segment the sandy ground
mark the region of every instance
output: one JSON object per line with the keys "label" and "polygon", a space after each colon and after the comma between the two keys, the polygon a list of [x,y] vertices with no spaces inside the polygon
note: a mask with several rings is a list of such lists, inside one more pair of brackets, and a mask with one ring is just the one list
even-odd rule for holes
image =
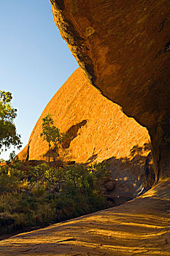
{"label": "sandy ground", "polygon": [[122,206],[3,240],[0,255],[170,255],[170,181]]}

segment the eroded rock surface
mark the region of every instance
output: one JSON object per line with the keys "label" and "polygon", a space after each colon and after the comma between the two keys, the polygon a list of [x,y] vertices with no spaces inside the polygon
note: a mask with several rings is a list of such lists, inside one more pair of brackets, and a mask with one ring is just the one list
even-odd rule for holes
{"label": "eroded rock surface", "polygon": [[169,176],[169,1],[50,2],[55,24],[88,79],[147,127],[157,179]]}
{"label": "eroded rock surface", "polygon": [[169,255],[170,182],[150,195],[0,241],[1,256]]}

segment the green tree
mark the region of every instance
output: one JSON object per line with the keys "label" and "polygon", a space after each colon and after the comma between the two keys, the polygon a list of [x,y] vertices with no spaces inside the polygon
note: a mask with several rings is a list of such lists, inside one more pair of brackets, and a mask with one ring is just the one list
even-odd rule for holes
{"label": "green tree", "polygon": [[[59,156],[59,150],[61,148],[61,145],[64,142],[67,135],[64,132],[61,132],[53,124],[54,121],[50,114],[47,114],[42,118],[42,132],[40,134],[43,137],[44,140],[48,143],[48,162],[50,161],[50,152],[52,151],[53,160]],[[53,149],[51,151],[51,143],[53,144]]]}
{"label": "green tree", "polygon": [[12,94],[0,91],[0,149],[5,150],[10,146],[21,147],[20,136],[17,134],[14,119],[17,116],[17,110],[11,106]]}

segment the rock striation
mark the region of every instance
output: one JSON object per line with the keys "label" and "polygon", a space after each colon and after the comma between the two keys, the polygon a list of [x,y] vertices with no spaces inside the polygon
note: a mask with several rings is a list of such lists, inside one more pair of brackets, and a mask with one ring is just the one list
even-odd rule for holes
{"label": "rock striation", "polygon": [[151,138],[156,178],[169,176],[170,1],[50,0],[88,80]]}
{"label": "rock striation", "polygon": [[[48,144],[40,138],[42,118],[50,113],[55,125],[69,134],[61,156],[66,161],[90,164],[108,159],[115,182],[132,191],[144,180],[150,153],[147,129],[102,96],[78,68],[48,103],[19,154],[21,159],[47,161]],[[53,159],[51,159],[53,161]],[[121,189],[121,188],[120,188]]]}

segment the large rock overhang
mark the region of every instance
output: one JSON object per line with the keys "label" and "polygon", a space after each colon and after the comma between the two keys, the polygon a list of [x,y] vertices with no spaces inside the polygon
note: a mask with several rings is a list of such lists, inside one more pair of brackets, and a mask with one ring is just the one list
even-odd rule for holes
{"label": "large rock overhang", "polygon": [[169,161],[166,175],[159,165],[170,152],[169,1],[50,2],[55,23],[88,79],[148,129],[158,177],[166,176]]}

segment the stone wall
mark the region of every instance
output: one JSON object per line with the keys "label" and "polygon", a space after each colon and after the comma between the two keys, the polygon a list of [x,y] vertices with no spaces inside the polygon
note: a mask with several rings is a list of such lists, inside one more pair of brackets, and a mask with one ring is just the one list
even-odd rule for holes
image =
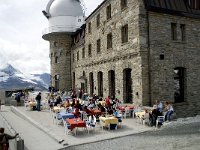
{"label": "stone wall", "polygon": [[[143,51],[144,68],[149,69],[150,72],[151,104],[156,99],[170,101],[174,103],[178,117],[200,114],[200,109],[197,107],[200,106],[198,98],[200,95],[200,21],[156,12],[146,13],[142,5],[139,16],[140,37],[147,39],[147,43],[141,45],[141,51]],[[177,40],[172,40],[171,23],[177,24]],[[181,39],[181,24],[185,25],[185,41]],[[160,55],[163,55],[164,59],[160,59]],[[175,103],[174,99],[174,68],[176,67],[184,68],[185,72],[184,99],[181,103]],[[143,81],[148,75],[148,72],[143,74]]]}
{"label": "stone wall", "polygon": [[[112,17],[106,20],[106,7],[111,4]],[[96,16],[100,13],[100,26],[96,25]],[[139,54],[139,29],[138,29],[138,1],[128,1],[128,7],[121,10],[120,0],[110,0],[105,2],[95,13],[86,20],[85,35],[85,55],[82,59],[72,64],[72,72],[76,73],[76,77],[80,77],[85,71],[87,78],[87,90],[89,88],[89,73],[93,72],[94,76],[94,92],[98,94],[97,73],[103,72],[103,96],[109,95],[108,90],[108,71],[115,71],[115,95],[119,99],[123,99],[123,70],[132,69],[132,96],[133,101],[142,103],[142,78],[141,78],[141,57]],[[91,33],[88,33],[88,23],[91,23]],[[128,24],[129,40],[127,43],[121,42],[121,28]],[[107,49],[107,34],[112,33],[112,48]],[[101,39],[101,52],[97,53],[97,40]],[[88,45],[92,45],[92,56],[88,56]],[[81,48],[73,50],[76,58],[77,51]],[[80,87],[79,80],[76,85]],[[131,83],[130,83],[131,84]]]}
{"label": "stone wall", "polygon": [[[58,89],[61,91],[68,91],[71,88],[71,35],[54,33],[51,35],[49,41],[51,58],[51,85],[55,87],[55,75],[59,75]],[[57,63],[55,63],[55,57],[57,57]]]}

= Exercise objective =
Output, exactly, all the records above; include no pictures.

= Solution to the problem =
segment the sandy ground
mark the region of every instance
output: one JSON object per line with the keys "label" and "polygon", a space after each colon and after the comma between the two keys, the polygon a list of [x,y] vertices with no spaces inside the polygon
note: a mask with several rings is a list of such lists, inside one more pair of brackets, and a mask with one ring is just the one list
even-odd rule for holes
image =
{"label": "sandy ground", "polygon": [[122,206],[3,240],[0,255],[170,255],[170,181]]}

segment the eroded rock surface
mark the region of every instance
output: one JSON object per line with the keys "label" and "polygon", a space after each colon and after the comma between the two keys, the polygon a list of [x,y] vertices with no spaces inside the polygon
note: a mask with several rings is a list of such lists, inside one more pair of brackets, and a mask with one ring is just the one list
even-odd rule for holes
{"label": "eroded rock surface", "polygon": [[169,176],[169,1],[50,2],[55,24],[88,79],[147,127],[157,179]]}
{"label": "eroded rock surface", "polygon": [[169,255],[170,182],[150,195],[0,241],[1,256]]}

segment the green tree
mark the region of every instance
output: one JSON object per line with the keys "label" and "polygon", a space after each colon and after the comma between the two keys, the polygon a list of [x,y] vertices with no spaces inside the polygon
note: a mask with several rings is a list of such lists, inside one more pair of brackets, and a mask with one ring is just the one list
even-odd rule for holes
{"label": "green tree", "polygon": [[[59,156],[59,150],[61,148],[61,145],[64,142],[67,135],[64,132],[61,132],[53,124],[54,121],[50,114],[47,114],[42,118],[42,132],[40,134],[43,137],[44,140],[48,143],[48,162],[50,161],[50,152],[52,151],[53,160]],[[53,149],[51,151],[51,143],[53,144]]]}
{"label": "green tree", "polygon": [[12,94],[0,91],[0,149],[5,150],[10,146],[21,147],[20,136],[17,134],[14,119],[17,116],[17,110],[11,106]]}

segment the rock striation
mark the region of every instance
output: one JSON object per line with the keys "label" and "polygon", a space after each colon and after the comma between the two keys, the polygon a list of [x,y] vertices with no spaces inside the polygon
note: a mask with several rings is a list of such lists, inside one more pair of brackets, and a mask with one ring is just the one list
even-odd rule for holes
{"label": "rock striation", "polygon": [[151,138],[156,178],[169,176],[170,1],[50,0],[88,80]]}
{"label": "rock striation", "polygon": [[[48,144],[40,138],[42,118],[50,113],[55,125],[69,134],[61,156],[66,161],[90,164],[108,159],[115,182],[132,191],[144,180],[150,153],[147,129],[102,96],[78,68],[48,103],[19,154],[21,159],[47,161]],[[53,159],[51,159],[53,161]],[[121,189],[121,188],[120,188]]]}

segment the large rock overhang
mark the region of every instance
output: one JSON object per line with the keys "label" and "polygon", a space after each colon and after the comma between the two keys, the polygon a list of [x,y] vertices with no spaces inside the polygon
note: a mask with several rings is a list of such lists, inside one more pair of brackets, and a mask with one ring is just the one list
even-odd rule for holes
{"label": "large rock overhang", "polygon": [[169,161],[166,175],[159,165],[170,152],[169,1],[50,2],[55,23],[88,79],[148,129],[158,177],[166,176]]}

segment the stone wall
mark the region of every instance
output: one JSON object per line with the keys "label" and "polygon", a space after each colon and after the comma between the two keys, the polygon a list of [x,y] vertices with no spaces inside the polygon
note: a mask with several rings is a list of such lists, inside one more pair of brackets, and a mask with one ring is just the one list
even-odd rule for holes
image =
{"label": "stone wall", "polygon": [[[143,51],[144,68],[149,69],[150,72],[151,104],[156,99],[170,101],[174,103],[178,117],[200,114],[200,109],[197,107],[200,106],[198,98],[200,95],[200,21],[156,12],[146,13],[142,5],[139,16],[140,37],[147,39],[147,43],[141,45],[141,51]],[[177,40],[172,40],[171,23],[177,24]],[[181,39],[181,24],[185,25],[185,41]],[[160,55],[163,55],[164,59],[160,59]],[[175,103],[174,99],[174,68],[176,67],[184,68],[185,72],[184,99],[181,103]],[[143,81],[148,75],[148,72],[143,74]]]}
{"label": "stone wall", "polygon": [[[112,17],[106,20],[106,7],[111,4]],[[96,16],[100,13],[100,26],[96,25]],[[139,54],[139,29],[138,29],[138,1],[128,1],[128,7],[121,10],[120,0],[110,0],[105,2],[95,13],[86,20],[85,35],[85,55],[82,59],[72,64],[72,72],[76,73],[76,77],[80,77],[85,71],[87,78],[87,90],[89,88],[89,73],[93,72],[94,76],[94,92],[98,94],[97,73],[103,72],[103,96],[109,95],[108,90],[108,71],[115,71],[115,95],[119,99],[123,99],[123,70],[132,69],[132,96],[133,101],[142,103],[142,78],[141,78],[141,57]],[[91,33],[88,33],[88,23],[91,23]],[[128,24],[129,40],[127,43],[121,42],[121,28]],[[107,49],[107,34],[112,33],[112,48]],[[101,39],[101,52],[97,53],[97,40]],[[88,45],[92,45],[92,56],[88,56]],[[81,48],[73,50],[76,58],[77,51]],[[80,87],[79,80],[76,85]],[[131,83],[130,83],[131,84]]]}
{"label": "stone wall", "polygon": [[[58,89],[61,91],[68,91],[71,88],[71,35],[54,33],[51,35],[49,41],[51,58],[51,85],[55,87],[55,75],[59,75]],[[57,63],[55,63],[55,57],[57,57]]]}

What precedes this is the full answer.